§ **YOUR INSTRUCTIONS**
Can you restate the records below word for word?

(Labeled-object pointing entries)
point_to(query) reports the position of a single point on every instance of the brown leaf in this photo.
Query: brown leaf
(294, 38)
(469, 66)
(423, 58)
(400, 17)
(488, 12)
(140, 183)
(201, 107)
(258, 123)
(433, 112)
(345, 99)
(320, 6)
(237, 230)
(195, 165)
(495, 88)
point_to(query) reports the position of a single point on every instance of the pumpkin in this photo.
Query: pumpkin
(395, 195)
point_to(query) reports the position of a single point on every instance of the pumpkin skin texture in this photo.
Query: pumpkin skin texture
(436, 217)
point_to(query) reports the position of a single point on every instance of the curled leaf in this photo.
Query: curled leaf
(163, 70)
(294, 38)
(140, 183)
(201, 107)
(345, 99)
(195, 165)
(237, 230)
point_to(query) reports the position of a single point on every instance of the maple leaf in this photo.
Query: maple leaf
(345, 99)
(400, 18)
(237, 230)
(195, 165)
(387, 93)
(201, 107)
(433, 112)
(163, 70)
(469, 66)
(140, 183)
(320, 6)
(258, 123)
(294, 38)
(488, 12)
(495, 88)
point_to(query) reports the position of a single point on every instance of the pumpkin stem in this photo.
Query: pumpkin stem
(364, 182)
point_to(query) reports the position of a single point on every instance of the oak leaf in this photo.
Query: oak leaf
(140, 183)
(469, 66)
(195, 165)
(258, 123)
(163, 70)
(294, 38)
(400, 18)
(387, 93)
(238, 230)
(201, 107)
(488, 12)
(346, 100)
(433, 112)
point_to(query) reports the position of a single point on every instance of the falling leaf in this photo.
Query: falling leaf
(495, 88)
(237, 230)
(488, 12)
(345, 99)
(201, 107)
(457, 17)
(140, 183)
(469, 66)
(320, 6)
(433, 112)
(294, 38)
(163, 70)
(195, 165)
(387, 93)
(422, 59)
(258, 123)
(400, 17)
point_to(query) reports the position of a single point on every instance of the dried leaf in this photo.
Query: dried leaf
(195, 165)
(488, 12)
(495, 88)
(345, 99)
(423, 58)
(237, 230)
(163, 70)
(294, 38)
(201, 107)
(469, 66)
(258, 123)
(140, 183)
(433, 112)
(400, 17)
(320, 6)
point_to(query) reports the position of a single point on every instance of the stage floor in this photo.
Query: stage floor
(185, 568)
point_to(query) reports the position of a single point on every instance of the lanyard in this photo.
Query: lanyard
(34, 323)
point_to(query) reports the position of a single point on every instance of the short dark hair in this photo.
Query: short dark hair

§ **WRITTEN SOLUTION**
point_to(query) reports the position of a single point on every instance of the brown leaf in this photo.
Query: brown leaf
(294, 38)
(469, 66)
(423, 58)
(400, 17)
(488, 12)
(140, 183)
(201, 107)
(258, 123)
(433, 112)
(345, 99)
(320, 6)
(237, 230)
(195, 165)
(495, 88)
point_to(query) reports the position of a single point on every instance of the pumpkin in this photo.
Query: pumpkin
(395, 195)
point_to(query) reports the position of a single point on every instance of the pumpkin skin texture in this photo.
Query: pumpkin skin texture
(436, 217)
point_to(query) reports the position of a single point on every instance of the curled leaf in this photo.
Query: curled leaf
(163, 70)
(294, 38)
(140, 183)
(201, 107)
(345, 99)
(195, 165)
(237, 230)
point_to(query) reports the position of a single point on every instance of the maple leaf in this photo.
Query: maple leaf
(345, 99)
(400, 18)
(237, 230)
(195, 165)
(387, 93)
(201, 107)
(433, 112)
(163, 70)
(469, 66)
(140, 183)
(320, 6)
(258, 123)
(294, 38)
(488, 12)
(495, 88)
point_to(query) reports the position of a single point on every instance of the pumpkin stem in this photo.
Query: pumpkin stem
(364, 182)
point_to(query) reports the position of a single point on every instance of the oak leaf in this photo.
Query: oak leaf
(140, 183)
(469, 66)
(195, 165)
(258, 123)
(163, 70)
(294, 38)
(400, 18)
(387, 93)
(238, 230)
(201, 107)
(488, 12)
(346, 100)
(433, 112)
point_to(query) reports the position of a single point on every instance of the falling leaf in this photo.
Query: falling leaf
(495, 88)
(237, 230)
(488, 12)
(345, 99)
(201, 107)
(457, 17)
(140, 183)
(469, 66)
(320, 6)
(433, 112)
(294, 38)
(163, 70)
(195, 165)
(387, 93)
(422, 59)
(258, 123)
(400, 17)
point_to(query) reports the position of a single point on every instance of the dried leaf in this photo.
Query: dried leaf
(195, 165)
(488, 12)
(495, 88)
(345, 99)
(423, 58)
(237, 230)
(163, 70)
(294, 38)
(201, 107)
(469, 66)
(258, 123)
(140, 183)
(433, 112)
(400, 17)
(320, 6)
point_to(query) reports the position of a single point on every instance of the stage floor in this photo.
Query: stage floor
(185, 568)
point_to(query) reports the position of a single point on every instance of the lanyard in this photo.
Query: lanyard
(34, 323)
point_to(query) reports the position of a single point on every instance of the short dark hair in this photo.
Query: short dark hair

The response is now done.